[GIVEN INSTRUCTION A] Condense the paragraph of the forum reply that begins "Going back to your parents" into a short bulleted list that keeps its main points.

[SELECTED EXTRACT]
JCSA, I know it is really hard to think right now as everything feels like a raw, aching, hurting wound, but as someone who has helped people through this a lot of times, I would like to reassure you that right now, it's not really "him" talking. Right now, it is more like an Evil Twin has invaded his body and taken over--we call that Disloyal Dizziness. So a lot of what he says right now is that evil twin talking and that evil twin says things a) just to hurt you and b) to get more of his addiction: the affair. In this instance, in real life, he may or may not love you and may or may not want to work this out...but he was caught red-handed doing something that he knows is wrong! It couldn't possibly be his fault or the OW's fault--so it MUST be you. So right now he's focusing all the bad stuff on you and all the good stuff on her, and that's not really realistic. You know that and I know that--but he doesn't because he's dizzy. So most of what he says right now...don't listen to it. I mean it. Just take most of it as dizzy talk/evil twin and don't let it sink it too much okay?



> i need advice on the fallowing i needed to get away from him could even imagine to see his face,we work at the same place so going back to work was not an option so i took my bags and went back home to my parents house wich is 8 hrs away


Going back to your parents was probably a good idea just to get your bearings and figure out what to do and how. If nothing else, they can help with the kids and some hugs--however, I do caution you not to unleash your fury at your husband in front of your parents. They are likely to be pretty pissed at how much he hurt you etc. and if you ever DID work it out with him, they'd have to then also recover from all the mean, horrible things you said about him and they believed. So bear that in mind for their sake. 

On a practical note I suggest two things: 1) Lotion Kleenex (because when you cry a LOT, the non-lotion kind will actually give you rugburn on your eyelids and nose from rubbing) and 2) Soup (because you need some nutrition but it's impossible to swallow when there is a lump in your throat). Take a few days and just concentrate on surviving, and call into your work and at least ask for emergency leave so you're not fired. If you have to support the kids for a few months you don't want to lose your job right now, and usually a boss is medium understanding if you let them know what's happening. I would suggest calling in sick at least, then the next day get your head on a little better and call to talk to your boss on the phone--tell them there has been a family emergency and you need a couple days, and if they ask, you can say "I caught my husband in bed with another woman and I have had to move myself and the children to another location by myself. I need a few days to get some things in order."



> he doesnt know were we are he hasnt even ask me and the only messages he is leaving now are angry that he needs to talk to our daughter but i dont think is right at least not yet he didi this to all of us i dont know what is right or wrong


Okay note to self. I do understand your need to get away and think clearly, but he is just as much their parent as you are and it is not entirely legal to take your children and not inform the other parent of their location. Imagine how much you would freak out if he took them and refused to return them or tell you where they were! So you do need to inform him where they are--but you can do that by writing. I would suggest an email: "This is to inform you that the kids and I are at my parent's house and will be here until further notice. I will be in touch with you to arrange a supervised visit to be sure you are not drunk, but right now I need a few days to recover after discovering your adultery. Do not call the house or harass my parents, I will have the children call you tonight." The end.

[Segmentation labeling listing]
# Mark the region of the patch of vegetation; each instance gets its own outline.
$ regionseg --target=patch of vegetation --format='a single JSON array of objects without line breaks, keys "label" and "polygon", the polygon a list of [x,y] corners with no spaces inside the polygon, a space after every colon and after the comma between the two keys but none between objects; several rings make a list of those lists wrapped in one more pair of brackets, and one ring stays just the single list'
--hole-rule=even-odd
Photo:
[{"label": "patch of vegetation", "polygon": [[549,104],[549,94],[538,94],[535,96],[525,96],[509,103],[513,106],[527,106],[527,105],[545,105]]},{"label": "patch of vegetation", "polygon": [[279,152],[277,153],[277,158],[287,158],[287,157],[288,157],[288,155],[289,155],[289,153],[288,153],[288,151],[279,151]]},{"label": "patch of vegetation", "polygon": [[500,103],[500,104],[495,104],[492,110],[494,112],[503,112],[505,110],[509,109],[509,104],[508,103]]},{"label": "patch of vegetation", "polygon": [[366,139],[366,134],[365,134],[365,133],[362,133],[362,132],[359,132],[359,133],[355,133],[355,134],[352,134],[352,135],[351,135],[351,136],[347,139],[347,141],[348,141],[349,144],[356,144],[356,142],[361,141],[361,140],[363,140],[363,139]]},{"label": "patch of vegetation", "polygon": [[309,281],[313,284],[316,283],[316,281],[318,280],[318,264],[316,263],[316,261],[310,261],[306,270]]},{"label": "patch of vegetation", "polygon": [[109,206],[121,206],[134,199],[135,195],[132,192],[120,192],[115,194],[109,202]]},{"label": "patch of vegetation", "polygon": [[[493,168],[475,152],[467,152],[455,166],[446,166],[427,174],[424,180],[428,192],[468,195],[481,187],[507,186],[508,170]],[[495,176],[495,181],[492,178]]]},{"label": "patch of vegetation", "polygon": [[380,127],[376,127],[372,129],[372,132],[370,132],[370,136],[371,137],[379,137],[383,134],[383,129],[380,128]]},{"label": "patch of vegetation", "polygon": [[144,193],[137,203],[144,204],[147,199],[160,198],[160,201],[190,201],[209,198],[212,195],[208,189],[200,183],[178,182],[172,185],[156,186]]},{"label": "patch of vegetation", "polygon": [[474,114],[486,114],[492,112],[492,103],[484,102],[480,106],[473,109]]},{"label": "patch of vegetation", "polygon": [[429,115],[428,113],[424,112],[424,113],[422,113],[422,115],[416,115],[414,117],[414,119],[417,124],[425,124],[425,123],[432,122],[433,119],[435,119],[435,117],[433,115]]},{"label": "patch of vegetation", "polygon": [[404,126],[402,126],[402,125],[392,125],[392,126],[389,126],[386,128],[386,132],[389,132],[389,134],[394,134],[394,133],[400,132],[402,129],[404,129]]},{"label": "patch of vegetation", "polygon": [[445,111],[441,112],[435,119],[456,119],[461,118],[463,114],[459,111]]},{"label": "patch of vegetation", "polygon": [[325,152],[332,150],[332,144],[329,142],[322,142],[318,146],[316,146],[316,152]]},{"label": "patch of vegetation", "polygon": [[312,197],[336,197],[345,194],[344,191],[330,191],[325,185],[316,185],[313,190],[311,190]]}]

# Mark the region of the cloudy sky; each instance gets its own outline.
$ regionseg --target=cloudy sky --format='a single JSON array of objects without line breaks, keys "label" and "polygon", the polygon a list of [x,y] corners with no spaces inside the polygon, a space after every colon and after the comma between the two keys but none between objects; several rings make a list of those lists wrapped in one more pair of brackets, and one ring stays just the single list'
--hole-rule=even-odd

[GIVEN INSTRUCTION B] Rewrite the listing, starting with the line containing "# Mark the region of the cloudy" and going on through the end of the listing, with "cloudy sky" changed to "overcast sky" and nothing else altered.

[EXERCISE OUTPUT A]
- Going back to your parents was probably a good idea, to get your bearings and work out what to do and how.
- At the very least, they can help with the kids and give you hugs.
- Don't unleash your fury at your husband in front of them.
- They are likely already angry at how much he hurt you. If you ever worked things out with him, they would also have to recover from the mean things you said about him and that they believed.
- Keep that in mind for their sake.

[EXERCISE OUTPUT B]
# Mark the region of the overcast sky; each instance gets its own outline.
$ regionseg --target=overcast sky --format='a single JSON array of objects without line breaks, keys "label" and "polygon", the polygon a list of [x,y] corners with no spaces inside the polygon, a space after every colon and after the comma between the two keys but none between objects; several rings make a list of those lists wrapped in one more pair of brackets, and one ring stays just the single list'
--hole-rule=even-odd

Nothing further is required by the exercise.